Available data:
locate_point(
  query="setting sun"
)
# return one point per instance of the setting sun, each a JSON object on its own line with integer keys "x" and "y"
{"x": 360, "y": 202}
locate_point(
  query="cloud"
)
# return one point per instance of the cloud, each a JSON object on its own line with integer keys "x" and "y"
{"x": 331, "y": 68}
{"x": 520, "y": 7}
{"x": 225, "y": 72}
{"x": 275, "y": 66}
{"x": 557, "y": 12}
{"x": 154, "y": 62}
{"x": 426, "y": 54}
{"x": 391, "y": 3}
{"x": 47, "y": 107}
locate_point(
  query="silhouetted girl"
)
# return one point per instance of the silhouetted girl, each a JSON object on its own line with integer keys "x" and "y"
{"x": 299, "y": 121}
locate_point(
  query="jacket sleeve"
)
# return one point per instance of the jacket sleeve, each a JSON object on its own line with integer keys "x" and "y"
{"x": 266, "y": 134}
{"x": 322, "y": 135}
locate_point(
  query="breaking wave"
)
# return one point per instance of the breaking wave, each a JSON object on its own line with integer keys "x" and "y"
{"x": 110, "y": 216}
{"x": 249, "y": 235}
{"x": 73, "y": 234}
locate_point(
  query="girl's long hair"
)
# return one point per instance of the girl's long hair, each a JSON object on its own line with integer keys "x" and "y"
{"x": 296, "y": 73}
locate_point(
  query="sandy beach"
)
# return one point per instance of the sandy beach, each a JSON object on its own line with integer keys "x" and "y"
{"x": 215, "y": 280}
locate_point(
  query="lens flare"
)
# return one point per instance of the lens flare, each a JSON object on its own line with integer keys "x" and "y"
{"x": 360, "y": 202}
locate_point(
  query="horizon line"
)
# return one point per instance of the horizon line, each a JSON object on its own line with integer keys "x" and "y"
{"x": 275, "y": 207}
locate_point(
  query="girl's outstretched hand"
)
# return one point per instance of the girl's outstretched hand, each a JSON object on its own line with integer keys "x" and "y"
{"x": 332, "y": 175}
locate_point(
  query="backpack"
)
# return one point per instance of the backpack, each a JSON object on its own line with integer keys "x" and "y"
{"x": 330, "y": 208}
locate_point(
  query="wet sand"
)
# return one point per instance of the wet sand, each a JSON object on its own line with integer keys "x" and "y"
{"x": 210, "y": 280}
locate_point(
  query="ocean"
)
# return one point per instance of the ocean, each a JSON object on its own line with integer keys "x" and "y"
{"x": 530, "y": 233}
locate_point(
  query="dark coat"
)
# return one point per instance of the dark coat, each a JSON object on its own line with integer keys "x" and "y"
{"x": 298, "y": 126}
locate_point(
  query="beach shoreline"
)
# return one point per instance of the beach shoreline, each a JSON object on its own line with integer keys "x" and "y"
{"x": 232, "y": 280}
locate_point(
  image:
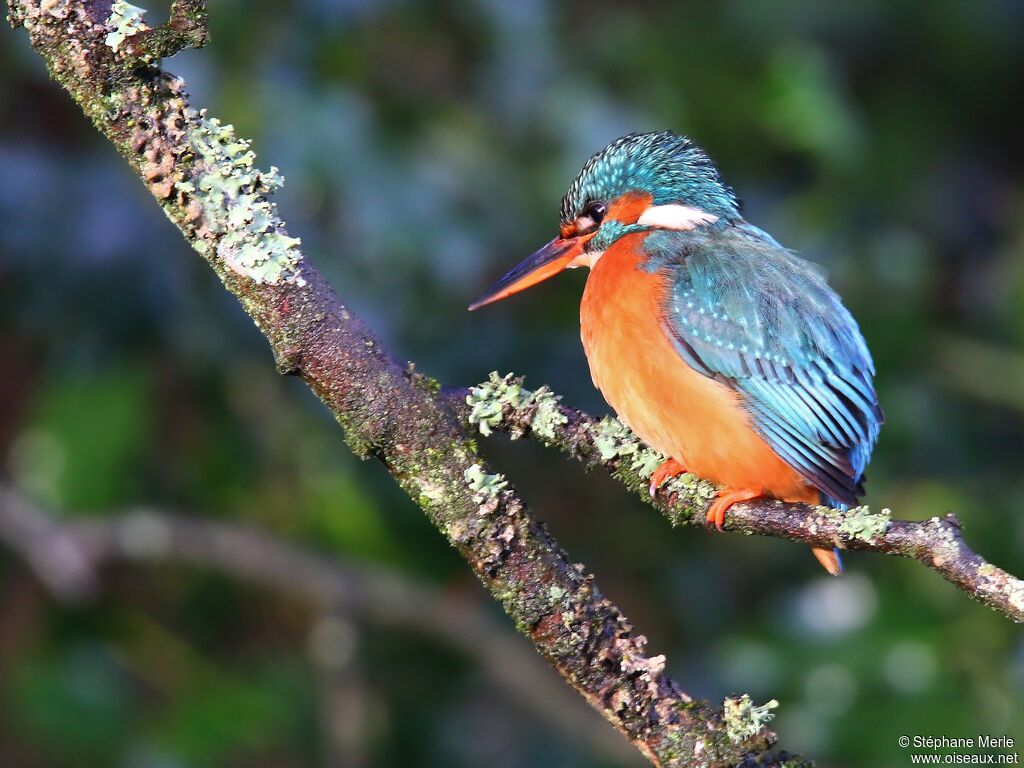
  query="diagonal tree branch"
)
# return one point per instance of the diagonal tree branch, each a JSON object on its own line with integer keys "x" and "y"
{"x": 502, "y": 404}
{"x": 205, "y": 179}
{"x": 67, "y": 558}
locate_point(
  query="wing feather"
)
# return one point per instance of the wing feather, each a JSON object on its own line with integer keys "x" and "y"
{"x": 742, "y": 309}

Task to complete:
All entries must be output unchanged, with every picture omitted.

Finished exercise:
locate_point(
  query="setting sun"
)
# return one point per instance of the setting sun, each a JSON object on its own line with integer keys "x" and "y"
{"x": 360, "y": 202}
locate_point(
  query="cloud"
)
# return one point per instance of the cloud, each a JSON object on its own line with integer keys "x" and "y"
{"x": 331, "y": 68}
{"x": 520, "y": 7}
{"x": 225, "y": 72}
{"x": 275, "y": 66}
{"x": 557, "y": 12}
{"x": 154, "y": 62}
{"x": 426, "y": 54}
{"x": 391, "y": 3}
{"x": 47, "y": 107}
locate_point(
  query="silhouetted girl"
)
# return one point per instance of the silhouetted girl, each a JSON object on its own line with integer keys "x" and "y"
{"x": 299, "y": 121}
locate_point(
  query="jacket sleeve"
)
# return one point per instance of the jacket sleeve, each a JSON object on its own line with integer keys "x" and "y"
{"x": 266, "y": 134}
{"x": 322, "y": 135}
locate_point(
  query="breaking wave"
)
# return one point per instance of the breaking wave, each a JSON object on its own line with integer keys "x" and "y"
{"x": 110, "y": 216}
{"x": 249, "y": 235}
{"x": 73, "y": 234}
locate_point(
  query="girl's long hair"
)
# return one point per instance of the girl's long hair, each a JSON object on its own line with integer keys "x" and "y"
{"x": 296, "y": 73}
locate_point(
  query="sandy beach"
)
# return one point per instance of the sandy beach, each a JSON object on its own line with integer keys "x" and "y"
{"x": 215, "y": 280}
locate_point(
  query="lens flare"
)
# return one point per instance of the lens flare, each a JSON object on its own line with integer keys "x" and "y"
{"x": 360, "y": 202}
locate_point(
  query="horizon line"
)
# return one point per instance of the horizon line, each a JSON object on its own line with integer keys "x" and "y"
{"x": 275, "y": 207}
locate_point(
  query="girl's outstretched hand"
)
# return one point per instance of the girl's outstretched hand, each a JSON object on its own line with integer keys "x" and "y"
{"x": 332, "y": 175}
locate_point(
  query="backpack"
)
# return one point per instance of the backpack, each a JSON object on its own line with integer keys "x" and "y"
{"x": 330, "y": 208}
locate_point(
  query="wet sand"
)
# return one point per instance of the wet sand, each a JSON object on its own line with integer keys "x" and "y"
{"x": 210, "y": 280}
locate_point(
  query="ocean"
)
# return one point per instance of the ocean, each a JSON object on its own line with integer keys "x" and "y"
{"x": 530, "y": 233}
locate_point(
  query="dark coat"
)
# return one point per instance of the dark coat, each a JSON object on its own line with integer keys "x" and "y"
{"x": 298, "y": 126}
locate_point(
  query="beach shoreline"
)
# return one point per instance of the beach shoreline, each a JSON object on its own line with integer keys "x" and "y"
{"x": 232, "y": 280}
locate_point(
  image:
  query="diagonal tree branch"
)
# return one point per instance of the diagonal tree branch, each a JSON object on its own line with integer keys "x" and "y"
{"x": 502, "y": 404}
{"x": 205, "y": 179}
{"x": 67, "y": 558}
locate_point(
  query="wing feather"
)
# return one point per instance of the wing feather, each a JSON object on its own line with integer keys "x" and "y"
{"x": 742, "y": 309}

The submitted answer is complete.